*Task prompt*:
Reproduce the records below as a numbered list, leaving out any blank lines.

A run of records
########################################

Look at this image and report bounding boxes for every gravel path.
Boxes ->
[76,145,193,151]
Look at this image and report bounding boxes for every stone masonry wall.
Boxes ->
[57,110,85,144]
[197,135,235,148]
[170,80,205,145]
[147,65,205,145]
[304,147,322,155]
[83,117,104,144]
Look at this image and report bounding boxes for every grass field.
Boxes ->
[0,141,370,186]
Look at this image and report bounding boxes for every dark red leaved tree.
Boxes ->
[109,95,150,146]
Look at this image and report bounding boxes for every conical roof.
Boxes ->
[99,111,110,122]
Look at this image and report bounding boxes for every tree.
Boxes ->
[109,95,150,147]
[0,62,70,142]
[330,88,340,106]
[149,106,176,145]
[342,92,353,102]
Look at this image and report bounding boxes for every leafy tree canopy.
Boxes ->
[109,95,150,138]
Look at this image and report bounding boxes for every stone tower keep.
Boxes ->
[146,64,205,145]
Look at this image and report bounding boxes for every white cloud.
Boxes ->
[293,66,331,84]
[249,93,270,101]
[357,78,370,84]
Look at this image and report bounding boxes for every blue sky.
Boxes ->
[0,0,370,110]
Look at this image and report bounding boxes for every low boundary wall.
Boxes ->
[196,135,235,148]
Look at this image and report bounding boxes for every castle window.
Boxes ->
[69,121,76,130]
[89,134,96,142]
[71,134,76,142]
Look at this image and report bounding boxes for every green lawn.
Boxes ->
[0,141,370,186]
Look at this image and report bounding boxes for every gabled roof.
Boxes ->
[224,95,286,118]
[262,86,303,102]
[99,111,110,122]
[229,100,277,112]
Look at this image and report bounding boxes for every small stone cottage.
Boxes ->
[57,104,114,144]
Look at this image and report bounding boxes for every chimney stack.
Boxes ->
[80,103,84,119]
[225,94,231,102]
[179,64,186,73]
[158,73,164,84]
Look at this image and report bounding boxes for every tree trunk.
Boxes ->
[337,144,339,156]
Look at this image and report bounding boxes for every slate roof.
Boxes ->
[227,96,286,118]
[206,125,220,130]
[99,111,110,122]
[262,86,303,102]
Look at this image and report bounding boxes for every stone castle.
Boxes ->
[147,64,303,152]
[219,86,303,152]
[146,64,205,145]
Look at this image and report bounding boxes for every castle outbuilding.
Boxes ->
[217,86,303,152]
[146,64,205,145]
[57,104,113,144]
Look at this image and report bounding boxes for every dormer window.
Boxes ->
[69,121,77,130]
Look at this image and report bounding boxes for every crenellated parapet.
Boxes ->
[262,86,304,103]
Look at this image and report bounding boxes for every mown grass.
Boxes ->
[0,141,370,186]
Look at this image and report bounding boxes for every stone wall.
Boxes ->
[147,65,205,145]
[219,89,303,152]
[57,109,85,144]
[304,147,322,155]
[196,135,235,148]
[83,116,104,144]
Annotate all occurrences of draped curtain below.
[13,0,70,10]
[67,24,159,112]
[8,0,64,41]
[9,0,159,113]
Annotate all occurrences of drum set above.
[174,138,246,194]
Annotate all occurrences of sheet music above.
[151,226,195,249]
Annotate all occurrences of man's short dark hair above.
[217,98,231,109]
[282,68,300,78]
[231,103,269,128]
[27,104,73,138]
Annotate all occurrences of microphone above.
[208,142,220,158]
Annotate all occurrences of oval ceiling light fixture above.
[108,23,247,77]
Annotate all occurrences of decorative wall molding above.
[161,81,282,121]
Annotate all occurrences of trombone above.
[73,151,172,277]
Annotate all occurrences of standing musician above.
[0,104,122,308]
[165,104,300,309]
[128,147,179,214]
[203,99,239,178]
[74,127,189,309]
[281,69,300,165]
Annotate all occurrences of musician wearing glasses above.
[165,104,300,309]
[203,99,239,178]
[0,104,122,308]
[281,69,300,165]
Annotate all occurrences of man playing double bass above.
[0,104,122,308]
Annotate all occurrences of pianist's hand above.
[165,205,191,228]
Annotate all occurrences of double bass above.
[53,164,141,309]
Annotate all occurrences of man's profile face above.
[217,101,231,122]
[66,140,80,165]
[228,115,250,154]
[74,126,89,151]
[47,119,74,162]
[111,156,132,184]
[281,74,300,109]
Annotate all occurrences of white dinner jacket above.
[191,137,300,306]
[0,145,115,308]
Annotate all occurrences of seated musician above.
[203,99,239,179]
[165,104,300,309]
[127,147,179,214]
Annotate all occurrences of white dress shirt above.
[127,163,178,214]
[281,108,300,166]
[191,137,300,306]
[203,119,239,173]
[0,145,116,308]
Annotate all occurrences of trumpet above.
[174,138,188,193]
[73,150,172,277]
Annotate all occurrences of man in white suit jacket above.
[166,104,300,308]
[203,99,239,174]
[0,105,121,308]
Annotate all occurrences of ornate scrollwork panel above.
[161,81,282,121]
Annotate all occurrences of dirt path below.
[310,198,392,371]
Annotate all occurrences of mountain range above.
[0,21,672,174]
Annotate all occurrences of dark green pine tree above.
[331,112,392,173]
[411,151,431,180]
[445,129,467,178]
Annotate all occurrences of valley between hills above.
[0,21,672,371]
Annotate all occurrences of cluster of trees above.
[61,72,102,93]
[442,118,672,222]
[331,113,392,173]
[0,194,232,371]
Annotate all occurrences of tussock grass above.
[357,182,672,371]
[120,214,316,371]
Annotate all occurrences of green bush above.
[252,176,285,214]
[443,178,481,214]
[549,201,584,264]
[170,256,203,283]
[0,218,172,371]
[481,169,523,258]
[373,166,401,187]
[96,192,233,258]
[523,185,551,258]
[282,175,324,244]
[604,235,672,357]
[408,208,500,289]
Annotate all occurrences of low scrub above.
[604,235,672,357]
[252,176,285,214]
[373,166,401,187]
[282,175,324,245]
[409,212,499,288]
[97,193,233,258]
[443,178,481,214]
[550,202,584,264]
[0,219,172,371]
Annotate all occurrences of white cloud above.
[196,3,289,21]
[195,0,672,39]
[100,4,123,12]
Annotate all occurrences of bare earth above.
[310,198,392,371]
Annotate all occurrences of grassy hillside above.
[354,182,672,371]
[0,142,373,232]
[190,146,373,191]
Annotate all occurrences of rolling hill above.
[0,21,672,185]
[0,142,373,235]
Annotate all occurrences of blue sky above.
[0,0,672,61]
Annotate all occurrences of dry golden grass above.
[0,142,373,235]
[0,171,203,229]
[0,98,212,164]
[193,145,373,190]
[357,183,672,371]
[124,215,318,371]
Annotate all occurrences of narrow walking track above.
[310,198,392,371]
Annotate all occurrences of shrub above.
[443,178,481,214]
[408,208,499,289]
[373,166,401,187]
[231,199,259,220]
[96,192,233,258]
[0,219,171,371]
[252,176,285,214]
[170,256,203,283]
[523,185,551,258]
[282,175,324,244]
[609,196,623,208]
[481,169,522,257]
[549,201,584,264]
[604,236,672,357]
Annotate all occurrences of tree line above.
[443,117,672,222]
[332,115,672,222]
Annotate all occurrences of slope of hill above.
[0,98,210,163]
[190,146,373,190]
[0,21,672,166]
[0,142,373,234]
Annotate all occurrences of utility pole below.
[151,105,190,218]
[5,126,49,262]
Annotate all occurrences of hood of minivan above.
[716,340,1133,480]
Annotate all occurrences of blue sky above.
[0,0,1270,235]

########################################

*Correct response*:
1. Look at this image and report bounding boxes for every gravel path.
2. Boxes ->
3. [76,145,193,151]
4. Look at this image and report bounding boxes for every stone masonry wall.
5. Boxes ->
6. [57,110,85,144]
7. [197,135,235,148]
8. [170,80,205,145]
9. [147,65,205,145]
10. [304,147,322,155]
11. [83,117,104,144]
12. Look at this image and report bounding boxes for every grass field.
13. Boxes ->
14. [0,141,370,186]
15. Look at this image and report bounding boxes for every dark red leaved tree.
16. Boxes ->
17. [109,95,150,146]
18. Look at this image and report bounding boxes for every conical roof.
19. Boxes ->
20. [99,111,110,122]
21. Look at this image and report bounding boxes for every tree.
22. Boxes ->
23. [109,95,150,147]
24. [0,62,70,142]
25. [330,88,340,106]
26. [149,106,176,145]
27. [342,92,353,102]
28. Look at this image and report bounding boxes for every leafy tree canopy.
29. Boxes ->
30. [109,95,150,138]
31. Look at this image and report bounding boxes for every stone tower keep.
32. Boxes ->
33. [146,64,205,145]
34. Look at this image and report bounding boxes for every white cloud.
35. Boxes ->
36. [293,66,331,84]
37. [249,93,270,101]
38. [357,78,370,84]
39. Look at this image and report bounding boxes for every blue sky.
40. Boxes ->
41. [0,0,370,110]
42. Look at this image and report bounding boxes for every low boundary wall.
43. Boxes ->
44. [196,135,235,148]
45. Look at this image and report bounding boxes for every castle window.
46. Boxes ->
47. [69,121,76,130]
48. [89,134,96,142]
49. [71,134,76,142]
50. Look at this image and report bounding boxes for every green lawn.
51. Boxes ->
52. [0,141,370,186]
53. Look at this image and report bounding boxes for every gabled roof.
54. Boxes ->
55. [224,95,286,118]
56. [262,86,303,102]
57. [99,111,110,122]
58. [229,100,277,112]
59. Look at this image and report bounding boxes for every small stone cottage.
60. Boxes ->
61. [57,104,114,144]
62. Look at this image and report bounding boxes for every chimney stack.
63. Boxes ->
64. [80,103,84,119]
65. [225,94,231,102]
66. [179,64,186,73]
67. [158,73,164,84]
68. Look at this image and report bounding boxes for every tree trunk.
69. Boxes ->
70. [337,144,339,156]
71. Look at this image and report bounding boxes for every slate roof.
72. Boxes ->
73. [227,96,286,118]
74. [206,125,220,130]
75. [99,111,110,122]
76. [262,86,303,102]
77. Look at this image and report bounding boxes for every stone castle.
78. Boxes ->
79. [147,64,303,152]
80. [219,86,303,152]
81. [146,64,205,145]
82. Look at this image and report bounding boxes for every castle outbuilding.
83. Boxes ->
84. [217,86,303,152]
85. [146,64,205,145]
86. [57,104,113,144]
87. Look at this image and report bounding boxes for every dormer window.
88. Boxes ->
89. [69,121,77,130]
90. Look at this image and report bounding boxes for every crenellated parapet.
91. Boxes ->
92. [262,86,304,103]
93. Look at this image and report bounding boxes for every mown grass.
94. Boxes ->
95. [0,141,370,186]
96. Look at this image and report bounding boxes for every stone wall.
97. Boxes ->
98. [147,65,205,145]
99. [219,89,303,152]
100. [57,109,85,144]
101. [304,147,322,155]
102. [196,135,235,148]
103. [83,116,104,144]
104. Annotate all occurrences of draped curtain below.
105. [13,0,70,10]
106. [67,24,159,112]
107. [8,0,64,41]
108. [9,0,159,113]
109. Annotate all occurrences of drum set above.
110. [174,138,246,194]
111. Annotate all occurrences of sheet music above.
112. [151,226,195,249]
113. Annotate all occurrences of man's short dark hair above.
114. [217,98,231,109]
115. [282,68,300,78]
116. [231,103,269,128]
117. [27,104,73,138]
118. Annotate all occurrences of microphone above.
119. [208,142,220,158]
120. Annotate all occurrences of oval ceiling light fixture above.
121. [108,23,247,77]
122. Annotate all occurrences of decorative wall molding above.
123. [161,81,282,121]
124. Annotate all occurrences of trombone above.
125. [73,151,172,277]
126. Annotate all occurrences of standing musician above.
127. [0,104,122,308]
128. [165,104,300,309]
129. [128,147,179,214]
130. [203,99,239,178]
131. [74,127,189,309]
132. [281,69,300,165]
133. Annotate all occurrences of musician wearing glasses above.
134. [165,104,300,309]
135. [203,99,239,178]
136. [0,104,122,308]
137. [281,69,300,165]
138. Annotate all occurrences of man playing double bass above.
139. [0,104,122,308]
140. Annotate all occurrences of pianist's hand above.
141. [165,205,191,228]
142. Annotate all occurrences of double bass above.
143. [53,164,141,309]
144. Annotate all occurrences of man's profile face above.
145. [217,101,231,122]
146. [66,140,80,165]
147. [228,115,250,154]
148. [74,126,89,151]
149. [47,119,74,162]
150. [111,156,132,184]
151. [281,74,300,109]
152. Annotate all occurrences of white dinner jacket above.
153. [191,137,300,306]
154. [0,145,115,308]
155. Annotate all occurrences of seated musician above.
156. [203,99,239,179]
157. [165,104,300,309]
158. [127,147,179,214]
159. Annotate all occurrences of white dress shirt above.
160. [127,163,178,214]
161. [281,108,300,166]
162. [191,137,300,306]
163. [203,119,239,173]
164. [0,145,116,308]
165. Annotate all occurrences of trumpet above.
166. [174,138,188,193]
167. [73,150,172,277]
168. Annotate all occurrences of man in white suit jacket above.
169. [166,104,300,308]
170. [203,99,239,174]
171. [0,105,121,308]
172. Annotate all occurrences of ornate scrollwork panel above.
173. [161,81,282,121]
174. Annotate all occurrences of dirt path below.
175. [310,198,392,371]
176. Annotate all occurrences of mountain range above.
177. [0,21,672,174]
178. Annotate all occurrences of dark green pine tree above.
179. [331,112,392,173]
180. [411,151,431,180]
181. [445,129,467,178]
182. Annotate all occurrences of valley between hills above.
183. [0,21,672,371]
184. Annotate all occurrences of cluster of trees above.
185. [61,72,102,93]
186. [442,118,672,222]
187. [331,113,392,173]
188. [0,194,232,371]
189. Annotate all occurrences of tussock grass above.
190. [357,182,672,371]
191. [120,214,316,371]
192. Annotate all occurrences of green bush above.
193. [252,176,285,214]
194. [443,178,481,214]
195. [549,201,584,264]
196. [170,256,203,283]
197. [0,218,172,371]
198. [481,169,523,258]
199. [373,166,401,187]
200. [96,192,233,258]
201. [523,185,551,258]
202. [282,175,324,244]
203. [604,235,672,357]
204. [408,208,500,289]
205. Annotate all occurrences of low scrub above.
206. [604,235,672,357]
207. [252,176,285,214]
208. [373,166,401,187]
209. [282,175,324,245]
210. [409,212,499,288]
211. [97,193,233,258]
212. [443,178,481,214]
213. [550,202,584,264]
214. [0,219,172,371]
215. Annotate all occurrences of white cloud above.
216. [196,3,289,21]
217. [195,0,672,39]
218. [100,4,123,12]
219. Annotate all occurrences of bare earth above.
220. [310,198,392,371]
221. Annotate all occurrences of grassy hillside above.
222. [354,182,672,371]
223. [0,142,373,232]
224. [190,146,373,191]
225. Annotate all occurrences of rolling hill above.
226. [0,21,672,185]
227. [0,142,373,235]
228. Annotate all occurrences of blue sky above.
229. [0,0,672,61]
230. Annotate all occurrences of dry golden grass above.
231. [0,142,373,235]
232. [0,171,203,229]
233. [0,98,212,164]
234. [193,145,373,190]
235. [357,183,672,371]
236. [124,215,318,371]
237. Annotate all occurrences of narrow walking track above.
238. [310,198,392,371]
239. Annotate all occurrences of shrub above.
240. [443,178,481,214]
241. [408,208,499,289]
242. [373,166,401,187]
243. [231,199,259,220]
244. [96,192,233,258]
245. [0,219,171,371]
246. [252,176,285,214]
247. [170,256,203,283]
248. [523,185,551,258]
249. [282,175,324,244]
250. [609,196,623,208]
251. [481,169,522,257]
252. [549,201,584,264]
253. [604,236,672,357]
254. Annotate all occurrences of tree line above.
255. [443,117,672,222]
256. [332,115,672,222]
257. Annotate all occurrences of slope of hill above.
258. [0,98,210,163]
259. [190,146,373,190]
260. [0,21,672,166]
261. [0,142,373,234]
262. Annotate all occurrences of utility pole below.
263. [151,105,190,218]
264. [5,126,49,262]
265. Annotate all occurrences of hood of minivan above.
266. [716,340,1133,480]
267. Annotate all occurrences of blue sky above.
268. [0,0,1270,235]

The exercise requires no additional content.